Lines from an annotation dataset:
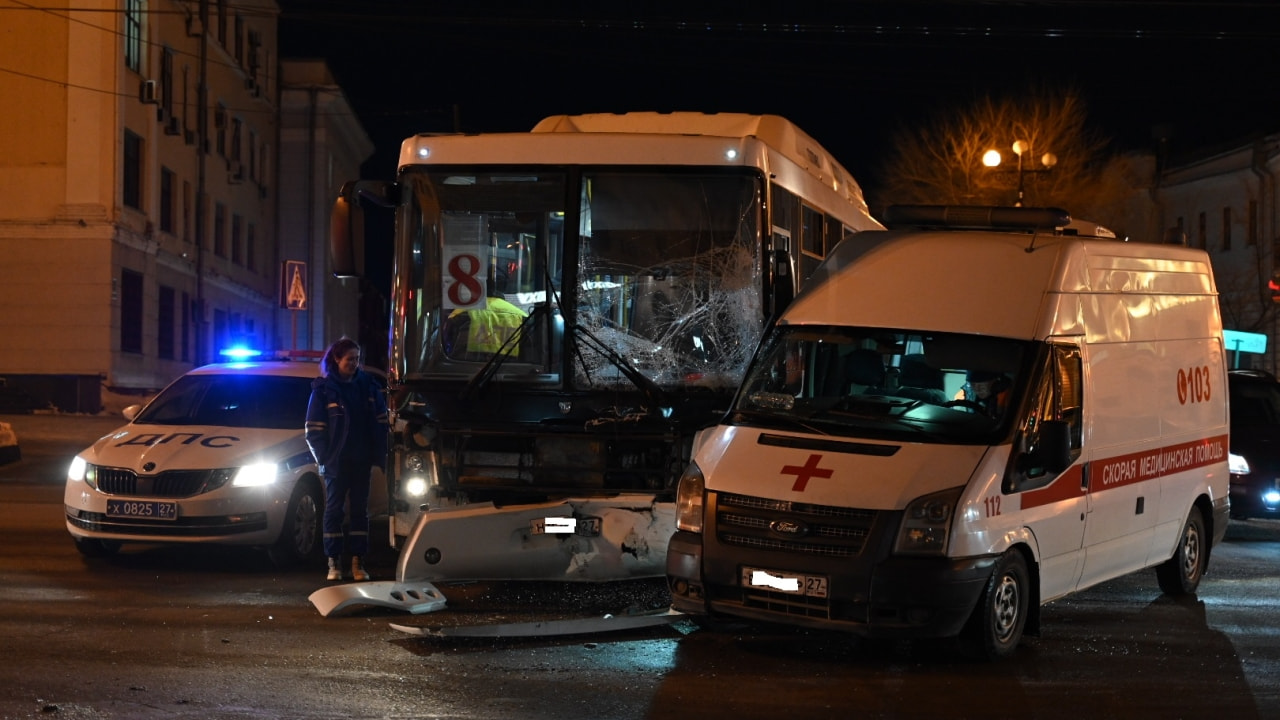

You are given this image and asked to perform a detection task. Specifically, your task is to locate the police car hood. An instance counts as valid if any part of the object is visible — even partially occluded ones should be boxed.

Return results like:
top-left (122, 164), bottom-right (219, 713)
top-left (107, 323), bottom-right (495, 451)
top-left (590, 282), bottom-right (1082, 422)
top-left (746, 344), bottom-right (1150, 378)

top-left (81, 423), bottom-right (311, 474)
top-left (695, 425), bottom-right (987, 510)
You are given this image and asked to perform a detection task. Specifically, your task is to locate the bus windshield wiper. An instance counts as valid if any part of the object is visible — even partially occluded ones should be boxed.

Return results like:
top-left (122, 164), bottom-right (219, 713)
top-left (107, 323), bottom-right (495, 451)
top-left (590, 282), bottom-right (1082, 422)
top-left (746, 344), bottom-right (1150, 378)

top-left (571, 323), bottom-right (671, 409)
top-left (462, 302), bottom-right (548, 400)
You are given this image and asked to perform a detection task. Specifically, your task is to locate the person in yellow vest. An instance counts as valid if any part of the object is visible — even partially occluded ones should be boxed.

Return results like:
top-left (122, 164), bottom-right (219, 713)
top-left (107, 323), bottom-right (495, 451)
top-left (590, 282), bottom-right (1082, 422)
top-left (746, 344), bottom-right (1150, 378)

top-left (444, 267), bottom-right (527, 360)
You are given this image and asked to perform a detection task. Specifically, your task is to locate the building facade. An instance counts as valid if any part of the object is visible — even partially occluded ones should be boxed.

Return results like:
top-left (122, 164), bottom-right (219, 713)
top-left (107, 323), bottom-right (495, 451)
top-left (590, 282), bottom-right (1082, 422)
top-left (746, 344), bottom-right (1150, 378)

top-left (0, 0), bottom-right (369, 413)
top-left (1155, 135), bottom-right (1280, 373)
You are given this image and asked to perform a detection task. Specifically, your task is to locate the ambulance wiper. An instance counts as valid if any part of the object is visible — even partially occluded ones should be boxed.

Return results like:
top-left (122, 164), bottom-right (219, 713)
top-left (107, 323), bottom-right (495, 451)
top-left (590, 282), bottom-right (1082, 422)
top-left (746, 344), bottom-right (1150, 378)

top-left (733, 409), bottom-right (831, 436)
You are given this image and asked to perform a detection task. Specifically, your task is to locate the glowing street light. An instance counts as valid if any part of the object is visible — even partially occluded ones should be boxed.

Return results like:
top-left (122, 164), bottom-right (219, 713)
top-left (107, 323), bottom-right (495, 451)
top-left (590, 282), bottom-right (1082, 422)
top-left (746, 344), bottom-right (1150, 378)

top-left (982, 140), bottom-right (1057, 208)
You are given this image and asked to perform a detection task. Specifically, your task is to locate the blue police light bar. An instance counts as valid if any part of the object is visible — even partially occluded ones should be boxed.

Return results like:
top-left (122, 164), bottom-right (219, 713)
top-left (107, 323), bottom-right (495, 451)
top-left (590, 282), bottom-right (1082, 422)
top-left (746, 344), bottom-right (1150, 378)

top-left (1222, 331), bottom-right (1267, 354)
top-left (218, 347), bottom-right (262, 360)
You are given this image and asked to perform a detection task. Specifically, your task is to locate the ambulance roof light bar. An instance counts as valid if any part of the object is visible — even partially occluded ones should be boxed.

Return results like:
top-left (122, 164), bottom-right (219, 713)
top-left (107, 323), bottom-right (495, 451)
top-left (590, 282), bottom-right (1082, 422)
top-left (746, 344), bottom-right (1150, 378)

top-left (884, 205), bottom-right (1071, 231)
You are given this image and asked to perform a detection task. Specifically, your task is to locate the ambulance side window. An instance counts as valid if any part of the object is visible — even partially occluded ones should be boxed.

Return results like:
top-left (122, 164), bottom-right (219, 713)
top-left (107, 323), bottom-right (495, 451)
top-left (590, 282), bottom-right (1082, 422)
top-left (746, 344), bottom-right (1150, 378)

top-left (1005, 345), bottom-right (1084, 492)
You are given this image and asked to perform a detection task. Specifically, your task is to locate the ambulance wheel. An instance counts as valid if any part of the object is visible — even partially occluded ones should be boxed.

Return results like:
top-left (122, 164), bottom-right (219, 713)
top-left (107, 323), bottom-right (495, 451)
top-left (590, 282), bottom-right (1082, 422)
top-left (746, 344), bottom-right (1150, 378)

top-left (1156, 507), bottom-right (1208, 596)
top-left (960, 550), bottom-right (1032, 660)
top-left (72, 537), bottom-right (120, 557)
top-left (269, 478), bottom-right (324, 568)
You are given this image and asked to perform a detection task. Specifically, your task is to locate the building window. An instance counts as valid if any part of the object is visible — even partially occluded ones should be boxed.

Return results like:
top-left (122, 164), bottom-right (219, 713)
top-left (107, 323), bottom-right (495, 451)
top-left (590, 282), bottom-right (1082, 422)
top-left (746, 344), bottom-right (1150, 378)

top-left (214, 0), bottom-right (227, 47)
top-left (120, 269), bottom-right (142, 354)
top-left (232, 13), bottom-right (244, 68)
top-left (124, 0), bottom-right (142, 73)
top-left (182, 292), bottom-right (195, 363)
top-left (244, 223), bottom-right (257, 272)
top-left (232, 214), bottom-right (244, 265)
top-left (214, 202), bottom-right (227, 258)
top-left (230, 118), bottom-right (244, 166)
top-left (156, 286), bottom-right (174, 360)
top-left (1244, 200), bottom-right (1258, 247)
top-left (214, 102), bottom-right (227, 158)
top-left (160, 168), bottom-right (177, 234)
top-left (120, 131), bottom-right (142, 210)
top-left (160, 47), bottom-right (178, 119)
top-left (182, 181), bottom-right (195, 242)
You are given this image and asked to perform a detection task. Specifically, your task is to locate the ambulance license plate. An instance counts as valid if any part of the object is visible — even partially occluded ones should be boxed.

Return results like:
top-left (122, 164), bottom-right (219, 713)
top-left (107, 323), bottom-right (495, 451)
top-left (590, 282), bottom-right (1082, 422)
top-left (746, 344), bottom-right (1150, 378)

top-left (106, 500), bottom-right (178, 520)
top-left (742, 568), bottom-right (827, 597)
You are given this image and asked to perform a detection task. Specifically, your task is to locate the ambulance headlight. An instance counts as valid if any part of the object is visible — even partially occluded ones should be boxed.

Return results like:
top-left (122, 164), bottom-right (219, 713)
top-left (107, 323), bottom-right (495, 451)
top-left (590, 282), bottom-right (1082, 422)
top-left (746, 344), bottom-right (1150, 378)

top-left (1226, 452), bottom-right (1249, 475)
top-left (893, 488), bottom-right (963, 555)
top-left (676, 462), bottom-right (707, 533)
top-left (232, 462), bottom-right (280, 488)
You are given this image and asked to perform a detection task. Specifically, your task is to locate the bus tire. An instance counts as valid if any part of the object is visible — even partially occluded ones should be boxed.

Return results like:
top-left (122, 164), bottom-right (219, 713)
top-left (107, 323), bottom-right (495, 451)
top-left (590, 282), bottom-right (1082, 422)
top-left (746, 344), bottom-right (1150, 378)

top-left (1156, 506), bottom-right (1208, 596)
top-left (268, 477), bottom-right (324, 568)
top-left (960, 550), bottom-right (1032, 660)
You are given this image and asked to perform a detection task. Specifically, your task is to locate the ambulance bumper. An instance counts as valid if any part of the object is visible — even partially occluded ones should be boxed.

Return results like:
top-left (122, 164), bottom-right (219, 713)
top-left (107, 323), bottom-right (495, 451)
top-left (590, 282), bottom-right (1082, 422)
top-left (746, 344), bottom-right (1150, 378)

top-left (667, 532), bottom-right (998, 639)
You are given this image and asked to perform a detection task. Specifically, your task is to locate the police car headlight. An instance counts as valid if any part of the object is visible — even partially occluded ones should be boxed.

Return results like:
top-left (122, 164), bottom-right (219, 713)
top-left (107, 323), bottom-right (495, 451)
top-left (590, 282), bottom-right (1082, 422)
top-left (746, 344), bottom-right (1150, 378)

top-left (232, 462), bottom-right (280, 488)
top-left (67, 456), bottom-right (97, 489)
top-left (676, 462), bottom-right (707, 533)
top-left (893, 488), bottom-right (963, 555)
top-left (1226, 452), bottom-right (1249, 475)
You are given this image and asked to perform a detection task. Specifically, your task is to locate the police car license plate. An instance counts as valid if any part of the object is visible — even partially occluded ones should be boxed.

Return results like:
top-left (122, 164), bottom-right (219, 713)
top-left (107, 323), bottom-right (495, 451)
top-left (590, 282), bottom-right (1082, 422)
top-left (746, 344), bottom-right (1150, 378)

top-left (106, 500), bottom-right (178, 520)
top-left (742, 568), bottom-right (827, 597)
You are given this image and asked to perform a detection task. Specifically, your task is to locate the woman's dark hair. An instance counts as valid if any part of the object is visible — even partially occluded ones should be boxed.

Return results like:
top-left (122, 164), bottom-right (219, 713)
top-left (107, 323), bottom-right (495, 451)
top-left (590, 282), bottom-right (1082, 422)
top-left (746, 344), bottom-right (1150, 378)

top-left (320, 337), bottom-right (360, 377)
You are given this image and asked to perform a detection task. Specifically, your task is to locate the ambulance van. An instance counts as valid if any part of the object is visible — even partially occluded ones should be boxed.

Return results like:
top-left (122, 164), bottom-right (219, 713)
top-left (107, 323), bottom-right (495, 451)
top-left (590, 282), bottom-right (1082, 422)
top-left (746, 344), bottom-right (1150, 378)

top-left (667, 206), bottom-right (1229, 659)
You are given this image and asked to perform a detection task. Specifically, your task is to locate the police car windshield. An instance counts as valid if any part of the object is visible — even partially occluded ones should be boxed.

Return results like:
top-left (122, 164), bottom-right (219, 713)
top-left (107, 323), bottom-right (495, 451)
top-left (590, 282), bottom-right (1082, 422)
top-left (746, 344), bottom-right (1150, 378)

top-left (133, 374), bottom-right (311, 430)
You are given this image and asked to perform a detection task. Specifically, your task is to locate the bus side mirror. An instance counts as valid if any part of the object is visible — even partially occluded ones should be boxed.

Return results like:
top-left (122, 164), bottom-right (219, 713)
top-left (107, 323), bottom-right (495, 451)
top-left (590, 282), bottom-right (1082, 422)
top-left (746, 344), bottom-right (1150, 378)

top-left (769, 250), bottom-right (796, 320)
top-left (329, 181), bottom-right (394, 278)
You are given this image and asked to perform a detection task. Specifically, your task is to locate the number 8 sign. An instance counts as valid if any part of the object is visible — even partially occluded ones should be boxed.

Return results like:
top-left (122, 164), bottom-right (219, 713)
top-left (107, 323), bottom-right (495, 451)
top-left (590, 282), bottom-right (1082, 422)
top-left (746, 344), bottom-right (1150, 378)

top-left (442, 252), bottom-right (488, 310)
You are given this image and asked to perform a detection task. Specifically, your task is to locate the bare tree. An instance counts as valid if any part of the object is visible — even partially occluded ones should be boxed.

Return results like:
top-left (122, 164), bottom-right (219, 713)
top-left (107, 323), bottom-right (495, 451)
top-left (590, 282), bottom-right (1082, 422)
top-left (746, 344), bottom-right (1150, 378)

top-left (873, 90), bottom-right (1110, 211)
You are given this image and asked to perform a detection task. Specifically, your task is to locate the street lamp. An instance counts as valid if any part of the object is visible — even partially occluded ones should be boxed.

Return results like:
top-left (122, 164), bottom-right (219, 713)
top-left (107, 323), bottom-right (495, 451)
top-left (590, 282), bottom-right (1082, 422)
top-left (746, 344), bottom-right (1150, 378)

top-left (982, 140), bottom-right (1057, 208)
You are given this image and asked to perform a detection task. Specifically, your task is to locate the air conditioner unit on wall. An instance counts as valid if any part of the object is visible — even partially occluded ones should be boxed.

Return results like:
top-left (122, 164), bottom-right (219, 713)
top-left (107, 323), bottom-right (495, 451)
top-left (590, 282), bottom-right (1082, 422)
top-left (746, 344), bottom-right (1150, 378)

top-left (138, 79), bottom-right (160, 105)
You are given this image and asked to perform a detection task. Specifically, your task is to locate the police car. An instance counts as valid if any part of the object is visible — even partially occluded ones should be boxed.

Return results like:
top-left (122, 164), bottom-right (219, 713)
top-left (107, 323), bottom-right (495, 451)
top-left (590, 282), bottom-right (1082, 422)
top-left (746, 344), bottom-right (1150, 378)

top-left (64, 351), bottom-right (337, 564)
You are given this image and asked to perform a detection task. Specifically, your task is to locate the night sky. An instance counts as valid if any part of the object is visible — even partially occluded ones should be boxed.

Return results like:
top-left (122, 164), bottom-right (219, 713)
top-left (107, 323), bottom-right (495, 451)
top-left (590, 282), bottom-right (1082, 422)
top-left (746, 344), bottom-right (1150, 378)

top-left (279, 0), bottom-right (1280, 197)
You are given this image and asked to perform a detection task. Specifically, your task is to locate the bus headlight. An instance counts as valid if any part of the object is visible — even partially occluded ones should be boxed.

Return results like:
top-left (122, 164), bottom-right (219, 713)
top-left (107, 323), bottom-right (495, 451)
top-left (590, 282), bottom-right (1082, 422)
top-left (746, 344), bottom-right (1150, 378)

top-left (401, 452), bottom-right (435, 501)
top-left (676, 461), bottom-right (707, 533)
top-left (232, 462), bottom-right (280, 488)
top-left (893, 488), bottom-right (963, 555)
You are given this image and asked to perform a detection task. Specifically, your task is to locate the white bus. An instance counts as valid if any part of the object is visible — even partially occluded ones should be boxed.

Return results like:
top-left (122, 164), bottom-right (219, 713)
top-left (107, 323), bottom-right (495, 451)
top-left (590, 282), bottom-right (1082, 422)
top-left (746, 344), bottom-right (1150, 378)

top-left (333, 113), bottom-right (882, 580)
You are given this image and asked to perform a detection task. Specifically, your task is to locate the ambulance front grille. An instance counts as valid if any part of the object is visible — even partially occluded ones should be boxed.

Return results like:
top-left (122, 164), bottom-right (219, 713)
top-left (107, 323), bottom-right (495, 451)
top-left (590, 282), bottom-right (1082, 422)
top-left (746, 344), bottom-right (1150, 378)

top-left (716, 493), bottom-right (876, 557)
top-left (96, 468), bottom-right (230, 497)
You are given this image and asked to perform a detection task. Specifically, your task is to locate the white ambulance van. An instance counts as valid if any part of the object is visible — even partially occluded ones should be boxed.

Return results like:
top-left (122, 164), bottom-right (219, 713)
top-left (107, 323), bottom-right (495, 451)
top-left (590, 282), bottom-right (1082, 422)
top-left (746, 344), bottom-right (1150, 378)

top-left (667, 206), bottom-right (1229, 659)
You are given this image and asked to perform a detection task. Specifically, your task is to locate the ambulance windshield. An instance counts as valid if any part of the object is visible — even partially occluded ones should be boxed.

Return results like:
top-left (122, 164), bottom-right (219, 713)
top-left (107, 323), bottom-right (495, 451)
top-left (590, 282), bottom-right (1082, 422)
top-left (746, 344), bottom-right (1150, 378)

top-left (731, 327), bottom-right (1033, 442)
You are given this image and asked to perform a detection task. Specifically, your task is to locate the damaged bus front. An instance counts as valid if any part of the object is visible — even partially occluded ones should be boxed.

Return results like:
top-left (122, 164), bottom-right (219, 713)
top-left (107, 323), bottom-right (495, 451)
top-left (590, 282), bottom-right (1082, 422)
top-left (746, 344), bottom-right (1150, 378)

top-left (334, 113), bottom-right (879, 580)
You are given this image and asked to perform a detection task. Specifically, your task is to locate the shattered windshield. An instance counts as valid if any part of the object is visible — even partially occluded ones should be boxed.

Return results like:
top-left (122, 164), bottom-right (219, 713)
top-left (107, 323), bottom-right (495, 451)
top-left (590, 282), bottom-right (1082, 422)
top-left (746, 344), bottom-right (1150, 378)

top-left (732, 325), bottom-right (1033, 442)
top-left (573, 172), bottom-right (763, 388)
top-left (392, 168), bottom-right (763, 391)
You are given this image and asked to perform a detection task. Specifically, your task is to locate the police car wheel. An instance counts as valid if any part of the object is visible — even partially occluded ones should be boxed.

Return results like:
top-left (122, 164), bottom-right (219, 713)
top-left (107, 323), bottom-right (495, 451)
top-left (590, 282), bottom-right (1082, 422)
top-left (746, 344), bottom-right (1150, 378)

top-left (72, 538), bottom-right (120, 557)
top-left (1156, 507), bottom-right (1208, 596)
top-left (960, 550), bottom-right (1030, 660)
top-left (270, 478), bottom-right (324, 566)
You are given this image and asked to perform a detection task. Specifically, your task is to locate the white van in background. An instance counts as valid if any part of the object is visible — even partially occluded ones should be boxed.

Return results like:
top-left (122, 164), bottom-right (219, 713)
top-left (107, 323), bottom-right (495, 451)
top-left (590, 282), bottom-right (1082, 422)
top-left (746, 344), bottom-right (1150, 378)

top-left (667, 206), bottom-right (1229, 659)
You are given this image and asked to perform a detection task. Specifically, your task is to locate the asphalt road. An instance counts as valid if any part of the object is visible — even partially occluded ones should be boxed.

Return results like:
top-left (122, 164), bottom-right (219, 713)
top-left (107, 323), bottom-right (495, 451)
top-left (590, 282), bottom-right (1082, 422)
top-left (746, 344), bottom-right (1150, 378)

top-left (0, 416), bottom-right (1280, 720)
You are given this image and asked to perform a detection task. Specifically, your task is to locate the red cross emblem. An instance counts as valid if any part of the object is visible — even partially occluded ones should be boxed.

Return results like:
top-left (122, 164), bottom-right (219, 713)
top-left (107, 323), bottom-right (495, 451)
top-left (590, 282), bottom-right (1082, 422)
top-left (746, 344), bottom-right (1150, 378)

top-left (782, 455), bottom-right (832, 492)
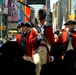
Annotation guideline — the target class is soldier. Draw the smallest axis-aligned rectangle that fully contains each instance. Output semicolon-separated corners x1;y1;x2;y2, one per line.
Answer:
34;9;54;75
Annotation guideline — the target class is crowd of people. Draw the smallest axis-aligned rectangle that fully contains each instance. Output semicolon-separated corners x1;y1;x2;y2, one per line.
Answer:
0;9;76;75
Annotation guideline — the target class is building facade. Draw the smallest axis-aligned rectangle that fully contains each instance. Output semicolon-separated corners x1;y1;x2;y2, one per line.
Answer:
27;0;46;5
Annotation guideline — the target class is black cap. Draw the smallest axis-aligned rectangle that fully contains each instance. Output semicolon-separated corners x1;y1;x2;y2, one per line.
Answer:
64;20;76;25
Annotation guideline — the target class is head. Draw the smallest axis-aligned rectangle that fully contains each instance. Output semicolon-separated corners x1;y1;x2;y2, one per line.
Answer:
21;22;32;32
69;24;75;30
37;9;46;25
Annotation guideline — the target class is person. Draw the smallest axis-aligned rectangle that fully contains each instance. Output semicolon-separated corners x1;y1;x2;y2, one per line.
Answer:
33;9;54;75
16;22;40;61
40;42;66;75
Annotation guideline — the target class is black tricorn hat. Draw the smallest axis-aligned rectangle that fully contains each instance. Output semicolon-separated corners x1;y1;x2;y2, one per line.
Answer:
64;20;76;25
21;22;32;27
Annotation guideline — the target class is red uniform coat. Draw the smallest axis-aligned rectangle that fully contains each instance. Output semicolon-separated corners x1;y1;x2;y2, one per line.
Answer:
45;26;55;45
16;29;38;57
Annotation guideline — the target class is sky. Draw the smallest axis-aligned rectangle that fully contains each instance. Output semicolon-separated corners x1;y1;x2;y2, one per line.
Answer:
50;0;58;11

Task goal: Format the lines from the one containing "locate the bare" through the one containing "top-left (64, 351), bottom-right (337, 564)", both included, as a JSON list of strings, one string per line. Leave out blank lines.

Answer to this exercise:
[
  "You are given this image and asked to perform a detection task. Specifically, your task is to locate the bare tree. An instance counts as valid if any part of the object is visible — even partially occluded ones should be boxed.",
  "Return results like:",
  "top-left (122, 164), bottom-right (219, 713)",
  "top-left (107, 323), bottom-right (495, 451)",
  "top-left (590, 282), bottom-right (1082, 422)",
  "top-left (746, 344), bottom-right (1150, 378)",
  "top-left (873, 90), bottom-right (1110, 211)",
  "You are given this image and asked to perform a detection task. Specifically, your task is to locate the street lamp. An instance counts as valid if any part of the object is visible — even partially occluded ones should be boxed.",
  "Return results like:",
  "top-left (122, 164), bottom-right (219, 713)",
  "top-left (107, 323), bottom-right (495, 451)",
  "top-left (590, 282), bottom-right (1082, 422)",
  "top-left (746, 344), bottom-right (1150, 378)",
  "top-left (982, 140), bottom-right (1057, 208)",
  "You are given this image and asked to perform a detection task. Specifically, your task is to locate the air conditioner unit on wall. An instance counts as valid if any part of the object is visible — even partially occluded ones should be boxed.",
  "Return results like:",
  "top-left (122, 164), bottom-right (219, 713)",
  "top-left (107, 323), bottom-right (495, 451)",
  "top-left (590, 282), bottom-right (1082, 422)",
  "top-left (746, 344), bottom-right (1150, 378)",
  "top-left (138, 79), bottom-right (160, 105)",
  "You are given this image and asked to perform a detection task. Specifically, your task is to locate the police car. An instance counts as valid if any part of the object is visible — even partially occluded ones should be boxed.",
  "Return results like:",
  "top-left (122, 164), bottom-right (219, 713)",
  "top-left (107, 323), bottom-right (495, 451)",
  "top-left (590, 282), bottom-right (1082, 422)",
  "top-left (746, 344), bottom-right (1150, 378)",
  "top-left (64, 351), bottom-right (337, 564)"
]